Chef Mike Moran

The School of Hospitality Management at FIU was buzzing. Young chefs in their whites flew past me in all directions with cries of, “Yes Chef!” as they finished putting together countless rice krispie treats [at least that what I was paying attention to] for a few thousand who will attend this evening’s “Bubble Q” event at the The South Beach Wine & Food Festival.

Chef Mike Moran, the axis upon which this swirling mass pivots was gracious enough to stop for a few moments and sit with me in one of the empty test kitchens. A father of two healthy eating pre-teens, he has the steady gaze and calm demeanor that of one who’s been through the food trenches and come out on the other side.

He’s been at FIU for 16 years. Before which he was the executive chef to the King and Queen of Jordan, before which he worked in NYC at Windows on the World and La Reserve. He had a distinguished career as a chef before turning to teaching. He’s been involved with the food festival in South Beach since it’s infancy, which was 10 years ago. This is the sixth year the Food Network has been involved.

Mike Moran: Personally, I work under the premise that if you come into my house, you’re my guest. The same goes if you come into my business: you’re my guest. I’ll do everything I can to accommodate you; however, I’m not necessarily putting together a menu with that in mind.

* * * *

WORK TO BE COMPLETED: Continue the profile of Chef Mike Moran, beginning immediately after his statement about not necessarily planning a menu with his guests in mind.

* * * *

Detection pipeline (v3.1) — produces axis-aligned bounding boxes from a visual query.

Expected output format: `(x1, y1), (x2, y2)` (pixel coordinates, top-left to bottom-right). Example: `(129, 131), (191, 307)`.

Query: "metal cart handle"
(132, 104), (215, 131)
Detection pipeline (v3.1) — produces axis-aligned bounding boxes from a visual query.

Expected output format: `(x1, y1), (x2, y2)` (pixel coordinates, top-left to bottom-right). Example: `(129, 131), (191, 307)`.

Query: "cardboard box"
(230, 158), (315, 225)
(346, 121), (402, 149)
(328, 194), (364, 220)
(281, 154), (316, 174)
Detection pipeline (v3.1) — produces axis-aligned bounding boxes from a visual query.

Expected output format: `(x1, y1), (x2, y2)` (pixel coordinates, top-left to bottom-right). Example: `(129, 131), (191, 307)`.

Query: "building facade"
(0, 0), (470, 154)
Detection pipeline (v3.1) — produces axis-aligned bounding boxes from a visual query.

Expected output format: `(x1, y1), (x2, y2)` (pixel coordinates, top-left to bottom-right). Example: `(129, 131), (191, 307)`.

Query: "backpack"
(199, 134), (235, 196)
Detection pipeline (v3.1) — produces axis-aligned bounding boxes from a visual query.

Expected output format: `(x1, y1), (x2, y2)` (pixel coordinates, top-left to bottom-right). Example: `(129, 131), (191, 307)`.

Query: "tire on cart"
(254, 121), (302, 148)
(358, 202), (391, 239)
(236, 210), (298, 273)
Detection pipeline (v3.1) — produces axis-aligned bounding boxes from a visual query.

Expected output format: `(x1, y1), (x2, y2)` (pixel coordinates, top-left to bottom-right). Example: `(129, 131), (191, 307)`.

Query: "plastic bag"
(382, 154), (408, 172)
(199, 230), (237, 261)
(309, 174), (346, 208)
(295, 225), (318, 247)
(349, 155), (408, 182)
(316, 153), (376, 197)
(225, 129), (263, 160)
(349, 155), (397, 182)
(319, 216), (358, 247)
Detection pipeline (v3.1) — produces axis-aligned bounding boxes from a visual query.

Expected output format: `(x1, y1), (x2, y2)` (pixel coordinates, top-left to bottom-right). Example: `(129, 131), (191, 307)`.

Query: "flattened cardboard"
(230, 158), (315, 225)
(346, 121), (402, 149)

* * * *

OUTPUT FOR THIS TASK:
It’s really important in the current industry that operators understand that if someone comes in and they want less oil in a dish or if they have a gluten allergy or if they have a sodium issue, those needs should be accommodated. Most of that information and knowledge and ability to comes from your experience in the trade and it comes from your active learning as a chef or a restauranteur or restaurant owner.

Allergic Girl: Doesn’t that also come from management, that attention to special needs?

MM: Sure. Management is managing the guest experience from beginning to end, and one of the most important details is that the food meets the needs of the guest. I’ve had guests bring their own food in a cryo-vac bag and they ask me to heat it up for them and I know it’s because they have an allergy. My own approach is that I go and talk and say here is what I have on hand and here is what can do for you and try and customize it.

In the age of mega restaurants, I would say that for someone who has an allergy issue, they will probably be accommodated better in a smaller restaurant. If their first visit is earlier in the week, rather than on a weekend, perhaps they can get more personal attention from the chef or the dining manager.

Ultimately, the awareness comes from the customer. If enough customers ask for a soup with less salt, then I’m going to sit down with my team and say this is an issue and we don’t want to make a soup that’s one size fits all, let’s prepare the soup two ways, one with less salt.

AG: The larger restaurants can’t really do that. With 800 covers a night, it makes it virtually impossible for them to react quickly to special needs.

MM: Yes, exactly. I think where we run into problems with this is when people pay lip service to special needs.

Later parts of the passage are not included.